__Текст для чтения__

Да это точно был он, наш незаменимый, он в самые блестящие минуты… Мне сдавалось, что сам пол дрожал нервически под шагами Сальвини, как некогда под шагами Мочалова.
Мы ждали его снова, слушая, впрочем, Яго и Эмилию… ибо таково свойство артистической игры, что она вводит человека во всю драму, как в нечто живое.
Когда он явился с словами: «Ahi! donna infida…»,[89] это был уже другой человек. Процесс совершился в душе… яд вошел в нее… и что было в этой сцене с Яго, – как от стонов разбитого сердца и мрачной сосредоточенности перешел он к тому воплю и прыжку разъяренного тигра, с которыми душит он Яго, как все усиливались и усиливались эти ярые вопли, этот звериный рев, – этого словом передать нельзя. Все в театре приковалось взорами к актеру… все следило за ним жадно, не переводя дыхания… Он мучил нас по всей своей воле, не давая отдыху, – до той минуты, когда они с Яго упали на колена, произнося клятву. И как он упали на колени! Как естественно и вместе как итальянски-художественно!.. Всюду была красота страсти и страдания – то идеальное преображение, которое, бывало, из малорослого Мочалова делало какой-то гигантский призрак.

__Задания__
[1] Изложите суть текста о Сальвини в двух предложениях.
[2] Перескажите в виде краткого списка абзац текста о Сальвини, который начинается словами «Когда он явился», сохранив главные факты.
[3] Перечислите все имена людей и персонажей, упомянутые в тексте о Сальвини.

__Фрагменты записей__
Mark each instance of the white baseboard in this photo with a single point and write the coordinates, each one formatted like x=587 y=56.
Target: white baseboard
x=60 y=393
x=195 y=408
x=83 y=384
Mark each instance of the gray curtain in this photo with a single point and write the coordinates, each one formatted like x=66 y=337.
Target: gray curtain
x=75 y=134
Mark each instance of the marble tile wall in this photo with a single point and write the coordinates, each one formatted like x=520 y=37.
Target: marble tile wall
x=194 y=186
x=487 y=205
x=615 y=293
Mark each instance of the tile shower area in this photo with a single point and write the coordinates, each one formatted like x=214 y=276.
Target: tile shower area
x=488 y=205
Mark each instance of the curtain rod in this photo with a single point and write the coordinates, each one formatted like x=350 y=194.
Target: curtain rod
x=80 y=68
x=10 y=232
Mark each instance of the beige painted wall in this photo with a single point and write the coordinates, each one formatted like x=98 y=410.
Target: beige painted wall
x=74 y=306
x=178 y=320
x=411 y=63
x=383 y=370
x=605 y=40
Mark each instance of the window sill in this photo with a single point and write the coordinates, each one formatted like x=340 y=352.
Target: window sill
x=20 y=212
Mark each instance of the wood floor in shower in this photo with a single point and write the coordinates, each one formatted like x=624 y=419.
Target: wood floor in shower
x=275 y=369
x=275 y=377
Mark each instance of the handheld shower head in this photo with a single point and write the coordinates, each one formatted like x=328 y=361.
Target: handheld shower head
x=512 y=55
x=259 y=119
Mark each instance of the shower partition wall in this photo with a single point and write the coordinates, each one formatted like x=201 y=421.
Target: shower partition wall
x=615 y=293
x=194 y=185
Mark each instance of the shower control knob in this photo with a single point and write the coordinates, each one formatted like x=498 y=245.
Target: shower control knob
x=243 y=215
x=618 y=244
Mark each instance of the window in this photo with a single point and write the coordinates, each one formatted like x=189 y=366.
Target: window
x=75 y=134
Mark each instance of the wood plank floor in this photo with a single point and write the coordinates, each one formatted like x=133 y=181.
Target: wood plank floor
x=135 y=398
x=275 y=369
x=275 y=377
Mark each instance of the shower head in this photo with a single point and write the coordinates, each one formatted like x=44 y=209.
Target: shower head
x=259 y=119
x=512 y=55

__Решения__
[1] Сальвини появился в сцене со словами «Ahi! donna infida…» уже другим человеком: от стонов разбитого сердца он перешёл к воплю и прыжку разъярённого тигра, с которыми душит Яго. Весь театр, не переводя дыхания, следил за ним до клятвы на коленях, и во всём была красота страсти и страдания, то идеальное преображение, которое когда-то делало из малорослого Мочалова гигантский призрак.

[2]
- Сальвини вышел со словами «Ahi! donna infida…» уже другим человеком: в его душу вошёл яд.
- В сцене с Яго он перешёл от стонов разбитого сердца и мрачной сосредоточенности к воплю и прыжку разъярённого тигра и душит Яго.
- Вопли и звериный рев всё усиливались, и словами этого передать нельзя.
- Весь театр следил за актёром, не переводя дыхания, до момента, когда он и Яго упали на колени, произнося клятву.
- Это падение на колени было естественным и итальянски-художественным.
- Во всём была красота страсти и страдания, то идеальное преображение, которое делало из малорослого Мочалова гигантский призрак.

[3] Сальвини, Мочалов, Яго, Эмилия.